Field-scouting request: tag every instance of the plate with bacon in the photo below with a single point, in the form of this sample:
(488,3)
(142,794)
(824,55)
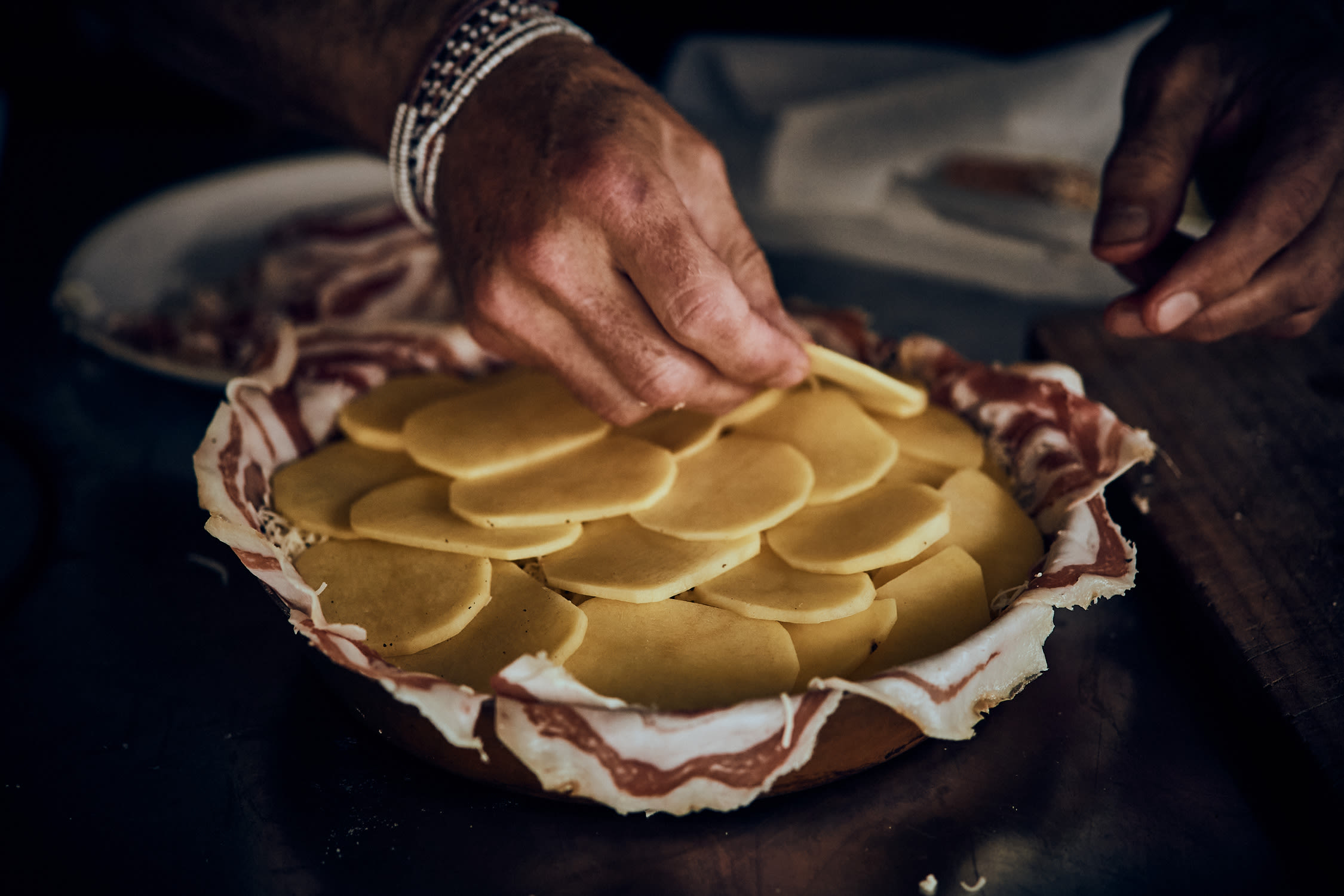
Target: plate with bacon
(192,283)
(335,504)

== == ==

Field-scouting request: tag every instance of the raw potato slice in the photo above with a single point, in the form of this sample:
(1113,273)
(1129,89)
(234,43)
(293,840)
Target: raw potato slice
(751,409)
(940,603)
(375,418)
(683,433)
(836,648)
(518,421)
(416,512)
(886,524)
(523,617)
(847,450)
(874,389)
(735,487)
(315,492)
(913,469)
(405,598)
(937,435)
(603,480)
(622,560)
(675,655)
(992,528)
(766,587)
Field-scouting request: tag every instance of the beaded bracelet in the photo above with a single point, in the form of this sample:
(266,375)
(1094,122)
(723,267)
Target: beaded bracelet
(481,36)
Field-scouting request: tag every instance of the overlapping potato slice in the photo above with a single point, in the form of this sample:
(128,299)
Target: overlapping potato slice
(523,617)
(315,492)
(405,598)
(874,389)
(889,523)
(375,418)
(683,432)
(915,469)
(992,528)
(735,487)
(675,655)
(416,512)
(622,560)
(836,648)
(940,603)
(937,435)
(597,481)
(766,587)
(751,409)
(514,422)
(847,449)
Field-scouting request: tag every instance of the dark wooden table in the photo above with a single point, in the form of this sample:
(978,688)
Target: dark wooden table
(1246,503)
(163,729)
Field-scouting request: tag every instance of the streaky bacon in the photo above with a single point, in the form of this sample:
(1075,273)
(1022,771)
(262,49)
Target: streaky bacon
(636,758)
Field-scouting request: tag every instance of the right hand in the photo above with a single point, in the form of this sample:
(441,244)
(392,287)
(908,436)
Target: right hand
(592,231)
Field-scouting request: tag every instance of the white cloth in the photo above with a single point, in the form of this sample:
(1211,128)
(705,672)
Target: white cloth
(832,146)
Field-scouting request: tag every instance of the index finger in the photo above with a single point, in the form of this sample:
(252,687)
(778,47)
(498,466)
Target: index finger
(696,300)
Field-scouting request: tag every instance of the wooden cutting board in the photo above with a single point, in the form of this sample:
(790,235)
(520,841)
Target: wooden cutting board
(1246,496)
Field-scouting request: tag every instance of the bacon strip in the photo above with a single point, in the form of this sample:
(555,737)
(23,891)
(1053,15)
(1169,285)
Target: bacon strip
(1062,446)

== == ==

(SHORT TASK) How many lines in the rows above contain the string "bracelet"? Case counts, and the reply should be the number alone.

(EXERCISE RESULT) 2